— start Extracted material —

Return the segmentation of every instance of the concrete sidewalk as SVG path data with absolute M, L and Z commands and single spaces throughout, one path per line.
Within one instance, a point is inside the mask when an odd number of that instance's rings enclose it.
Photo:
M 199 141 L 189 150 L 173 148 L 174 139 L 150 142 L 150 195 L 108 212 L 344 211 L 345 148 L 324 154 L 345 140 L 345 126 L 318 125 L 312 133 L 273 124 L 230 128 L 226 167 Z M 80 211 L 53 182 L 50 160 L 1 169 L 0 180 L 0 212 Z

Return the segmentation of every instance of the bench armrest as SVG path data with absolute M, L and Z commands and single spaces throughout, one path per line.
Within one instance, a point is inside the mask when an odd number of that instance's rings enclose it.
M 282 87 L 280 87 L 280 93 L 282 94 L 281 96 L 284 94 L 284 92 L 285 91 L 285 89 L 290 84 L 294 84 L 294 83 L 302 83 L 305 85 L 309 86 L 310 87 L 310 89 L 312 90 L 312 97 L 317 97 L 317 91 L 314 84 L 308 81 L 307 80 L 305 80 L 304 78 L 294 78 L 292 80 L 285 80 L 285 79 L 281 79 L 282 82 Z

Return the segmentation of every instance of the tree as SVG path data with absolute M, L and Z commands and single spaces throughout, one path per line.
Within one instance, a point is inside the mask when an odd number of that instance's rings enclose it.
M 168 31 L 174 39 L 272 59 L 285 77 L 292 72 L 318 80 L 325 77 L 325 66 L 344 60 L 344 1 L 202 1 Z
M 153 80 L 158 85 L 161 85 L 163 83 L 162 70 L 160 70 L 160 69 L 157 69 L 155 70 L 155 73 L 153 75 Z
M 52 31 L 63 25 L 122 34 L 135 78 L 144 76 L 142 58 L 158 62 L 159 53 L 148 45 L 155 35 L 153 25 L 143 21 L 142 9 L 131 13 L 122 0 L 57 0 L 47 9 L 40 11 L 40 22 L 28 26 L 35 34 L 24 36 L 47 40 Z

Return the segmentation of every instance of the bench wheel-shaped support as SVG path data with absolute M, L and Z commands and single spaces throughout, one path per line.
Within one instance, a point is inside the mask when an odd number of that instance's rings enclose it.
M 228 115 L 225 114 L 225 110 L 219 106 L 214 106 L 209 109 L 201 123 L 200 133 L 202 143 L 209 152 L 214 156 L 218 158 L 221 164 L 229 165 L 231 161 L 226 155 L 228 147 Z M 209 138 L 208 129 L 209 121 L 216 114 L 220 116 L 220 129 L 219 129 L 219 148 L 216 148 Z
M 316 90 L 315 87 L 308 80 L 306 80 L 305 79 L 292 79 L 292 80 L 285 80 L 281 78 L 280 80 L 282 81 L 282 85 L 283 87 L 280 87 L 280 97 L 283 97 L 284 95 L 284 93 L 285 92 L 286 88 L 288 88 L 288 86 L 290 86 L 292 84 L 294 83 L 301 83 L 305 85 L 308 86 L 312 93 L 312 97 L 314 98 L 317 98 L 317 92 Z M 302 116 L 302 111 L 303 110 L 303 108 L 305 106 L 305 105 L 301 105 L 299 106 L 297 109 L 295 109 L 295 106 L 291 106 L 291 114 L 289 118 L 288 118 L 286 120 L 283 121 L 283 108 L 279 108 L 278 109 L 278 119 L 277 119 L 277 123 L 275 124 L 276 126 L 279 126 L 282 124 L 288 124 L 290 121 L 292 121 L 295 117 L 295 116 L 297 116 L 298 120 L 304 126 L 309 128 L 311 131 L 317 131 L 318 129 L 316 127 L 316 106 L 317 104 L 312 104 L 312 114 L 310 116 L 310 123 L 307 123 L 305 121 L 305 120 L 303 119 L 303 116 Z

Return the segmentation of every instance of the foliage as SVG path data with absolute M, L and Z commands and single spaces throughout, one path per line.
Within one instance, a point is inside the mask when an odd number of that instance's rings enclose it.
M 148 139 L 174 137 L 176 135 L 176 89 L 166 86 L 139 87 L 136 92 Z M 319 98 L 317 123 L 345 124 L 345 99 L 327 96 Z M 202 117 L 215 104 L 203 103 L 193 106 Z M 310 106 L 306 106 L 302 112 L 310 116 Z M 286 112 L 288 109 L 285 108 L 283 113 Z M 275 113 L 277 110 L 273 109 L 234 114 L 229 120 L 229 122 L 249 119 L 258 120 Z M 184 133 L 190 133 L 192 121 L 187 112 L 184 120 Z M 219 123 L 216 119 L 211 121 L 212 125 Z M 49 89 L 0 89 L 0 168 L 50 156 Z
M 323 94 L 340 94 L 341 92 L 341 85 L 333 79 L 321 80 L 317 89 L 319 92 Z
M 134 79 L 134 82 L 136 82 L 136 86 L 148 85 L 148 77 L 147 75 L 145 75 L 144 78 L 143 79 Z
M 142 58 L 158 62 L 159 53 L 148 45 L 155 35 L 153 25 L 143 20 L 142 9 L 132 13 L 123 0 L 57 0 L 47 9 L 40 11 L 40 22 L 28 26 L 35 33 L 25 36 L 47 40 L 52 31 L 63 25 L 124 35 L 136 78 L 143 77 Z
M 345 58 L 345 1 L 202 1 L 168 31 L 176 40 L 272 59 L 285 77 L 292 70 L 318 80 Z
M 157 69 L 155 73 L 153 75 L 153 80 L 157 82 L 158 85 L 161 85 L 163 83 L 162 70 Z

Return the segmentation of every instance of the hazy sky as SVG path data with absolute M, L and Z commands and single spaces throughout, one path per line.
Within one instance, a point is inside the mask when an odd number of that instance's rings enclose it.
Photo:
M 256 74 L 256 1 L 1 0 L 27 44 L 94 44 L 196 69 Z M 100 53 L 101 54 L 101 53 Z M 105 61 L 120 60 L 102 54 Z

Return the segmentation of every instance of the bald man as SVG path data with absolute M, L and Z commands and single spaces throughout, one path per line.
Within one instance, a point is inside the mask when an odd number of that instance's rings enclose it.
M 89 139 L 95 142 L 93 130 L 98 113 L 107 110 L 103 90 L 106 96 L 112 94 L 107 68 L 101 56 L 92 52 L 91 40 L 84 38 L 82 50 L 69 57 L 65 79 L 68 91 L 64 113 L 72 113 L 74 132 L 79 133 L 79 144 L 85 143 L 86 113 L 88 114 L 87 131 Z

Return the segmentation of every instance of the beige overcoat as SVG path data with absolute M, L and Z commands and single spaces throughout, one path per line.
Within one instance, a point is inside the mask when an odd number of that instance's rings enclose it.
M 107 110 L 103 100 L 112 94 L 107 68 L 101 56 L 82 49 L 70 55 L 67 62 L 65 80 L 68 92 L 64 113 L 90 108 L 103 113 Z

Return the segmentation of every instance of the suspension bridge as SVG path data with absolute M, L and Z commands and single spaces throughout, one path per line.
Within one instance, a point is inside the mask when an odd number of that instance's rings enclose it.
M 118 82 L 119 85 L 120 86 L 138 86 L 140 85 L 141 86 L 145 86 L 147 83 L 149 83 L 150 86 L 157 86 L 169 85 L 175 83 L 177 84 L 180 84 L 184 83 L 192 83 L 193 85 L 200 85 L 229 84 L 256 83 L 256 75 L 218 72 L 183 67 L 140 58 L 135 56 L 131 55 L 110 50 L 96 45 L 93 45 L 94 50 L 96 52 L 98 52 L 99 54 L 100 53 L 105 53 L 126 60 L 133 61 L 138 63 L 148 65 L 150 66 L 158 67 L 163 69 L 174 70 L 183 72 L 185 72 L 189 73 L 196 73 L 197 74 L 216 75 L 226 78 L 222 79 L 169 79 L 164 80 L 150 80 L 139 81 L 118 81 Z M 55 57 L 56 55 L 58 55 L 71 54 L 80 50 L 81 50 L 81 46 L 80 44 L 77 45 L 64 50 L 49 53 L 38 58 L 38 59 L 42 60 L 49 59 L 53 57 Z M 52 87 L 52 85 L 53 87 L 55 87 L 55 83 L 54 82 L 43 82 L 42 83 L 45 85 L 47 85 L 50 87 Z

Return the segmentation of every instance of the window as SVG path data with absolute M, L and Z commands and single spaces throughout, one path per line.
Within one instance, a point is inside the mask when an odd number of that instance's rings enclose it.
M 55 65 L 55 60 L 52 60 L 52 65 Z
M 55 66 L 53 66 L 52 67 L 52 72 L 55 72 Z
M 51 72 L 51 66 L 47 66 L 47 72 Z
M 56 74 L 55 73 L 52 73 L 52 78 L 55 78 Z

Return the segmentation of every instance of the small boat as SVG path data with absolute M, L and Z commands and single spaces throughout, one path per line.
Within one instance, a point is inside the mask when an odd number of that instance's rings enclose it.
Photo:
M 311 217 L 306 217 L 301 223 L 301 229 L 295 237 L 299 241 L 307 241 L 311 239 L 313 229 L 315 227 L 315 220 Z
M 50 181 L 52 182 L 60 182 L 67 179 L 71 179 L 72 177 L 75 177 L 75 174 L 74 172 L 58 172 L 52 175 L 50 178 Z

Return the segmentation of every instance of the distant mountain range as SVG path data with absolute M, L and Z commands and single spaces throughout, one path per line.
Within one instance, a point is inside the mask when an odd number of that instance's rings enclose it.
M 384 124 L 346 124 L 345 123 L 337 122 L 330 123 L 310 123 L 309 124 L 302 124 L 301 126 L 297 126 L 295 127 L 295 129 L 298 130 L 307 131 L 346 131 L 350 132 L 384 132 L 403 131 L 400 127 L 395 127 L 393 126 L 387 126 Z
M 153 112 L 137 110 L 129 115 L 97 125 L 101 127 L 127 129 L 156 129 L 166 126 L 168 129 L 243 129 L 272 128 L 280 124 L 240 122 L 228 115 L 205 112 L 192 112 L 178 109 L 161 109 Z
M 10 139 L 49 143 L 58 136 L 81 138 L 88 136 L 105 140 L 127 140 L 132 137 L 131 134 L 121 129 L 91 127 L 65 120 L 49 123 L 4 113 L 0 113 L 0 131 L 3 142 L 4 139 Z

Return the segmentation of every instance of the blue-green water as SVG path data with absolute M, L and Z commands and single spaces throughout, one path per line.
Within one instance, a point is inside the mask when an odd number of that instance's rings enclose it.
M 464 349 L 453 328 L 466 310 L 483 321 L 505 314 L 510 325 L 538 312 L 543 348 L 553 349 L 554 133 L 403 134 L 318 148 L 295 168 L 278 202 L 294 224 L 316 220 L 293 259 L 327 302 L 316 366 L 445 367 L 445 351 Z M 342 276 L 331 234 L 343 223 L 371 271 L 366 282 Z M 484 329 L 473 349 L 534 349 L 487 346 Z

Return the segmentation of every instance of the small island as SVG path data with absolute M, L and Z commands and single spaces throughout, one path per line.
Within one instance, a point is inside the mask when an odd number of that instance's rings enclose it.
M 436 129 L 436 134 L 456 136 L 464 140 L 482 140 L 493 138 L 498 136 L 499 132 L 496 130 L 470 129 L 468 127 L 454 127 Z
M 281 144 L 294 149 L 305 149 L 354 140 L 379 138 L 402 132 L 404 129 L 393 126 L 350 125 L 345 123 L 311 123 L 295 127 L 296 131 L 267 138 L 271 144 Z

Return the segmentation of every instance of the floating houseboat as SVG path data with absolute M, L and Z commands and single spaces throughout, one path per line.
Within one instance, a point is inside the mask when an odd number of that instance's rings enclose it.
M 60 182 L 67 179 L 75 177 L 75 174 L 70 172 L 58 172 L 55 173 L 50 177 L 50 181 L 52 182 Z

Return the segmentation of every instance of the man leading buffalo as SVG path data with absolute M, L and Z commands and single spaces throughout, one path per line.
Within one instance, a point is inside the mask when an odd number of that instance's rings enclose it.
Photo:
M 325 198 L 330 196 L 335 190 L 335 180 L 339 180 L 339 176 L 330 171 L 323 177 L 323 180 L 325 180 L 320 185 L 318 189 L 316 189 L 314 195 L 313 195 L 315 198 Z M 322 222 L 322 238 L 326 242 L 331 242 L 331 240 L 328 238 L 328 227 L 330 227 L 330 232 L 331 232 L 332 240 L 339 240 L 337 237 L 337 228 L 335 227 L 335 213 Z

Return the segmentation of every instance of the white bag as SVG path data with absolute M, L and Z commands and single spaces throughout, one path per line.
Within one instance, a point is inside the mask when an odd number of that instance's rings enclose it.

— end Extracted material —

- **Set problem**:
Reproduce word for word the lines from the one containing "Return the segmentation of every instance of the white" through the final line of the items, including both ends.

- **Response below**:
Return the segmentation of every instance of the white bag as SVG path data with absolute M, L and Z commands and single spaces throughout, one path per line.
Within one instance, a point is inside the mask when an odd number of that instance's rings enclose it.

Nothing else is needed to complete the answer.